>> Start Supplied data

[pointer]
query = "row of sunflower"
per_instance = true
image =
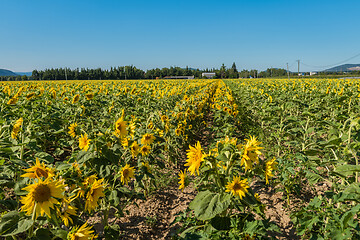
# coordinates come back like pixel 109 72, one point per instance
pixel 87 148
pixel 226 205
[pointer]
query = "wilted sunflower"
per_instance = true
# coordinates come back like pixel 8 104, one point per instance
pixel 270 166
pixel 12 100
pixel 182 178
pixel 147 139
pixel 251 153
pixel 238 187
pixel 126 174
pixel 95 192
pixel 38 170
pixel 145 150
pixel 65 212
pixel 84 142
pixel 82 233
pixel 16 128
pixel 75 98
pixel 195 157
pixel 72 129
pixel 120 128
pixel 42 196
pixel 134 149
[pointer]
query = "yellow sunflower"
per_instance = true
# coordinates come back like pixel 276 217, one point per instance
pixel 75 98
pixel 182 177
pixel 82 233
pixel 120 128
pixel 145 150
pixel 195 157
pixel 238 187
pixel 16 128
pixel 12 100
pixel 84 142
pixel 42 196
pixel 38 170
pixel 126 174
pixel 71 131
pixel 251 153
pixel 95 192
pixel 270 166
pixel 147 139
pixel 134 149
pixel 65 211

>> End Supplied data

▸ **Exercise**
Reproduce the entries from their first line down to and including the line that holds "pixel 226 205". Leave the pictures out of your copy.

▸ **Full answer**
[pointer]
query = "row of sunflower"
per_instance = true
image =
# coordinates come back like pixel 109 72, one point per instance
pixel 87 148
pixel 226 205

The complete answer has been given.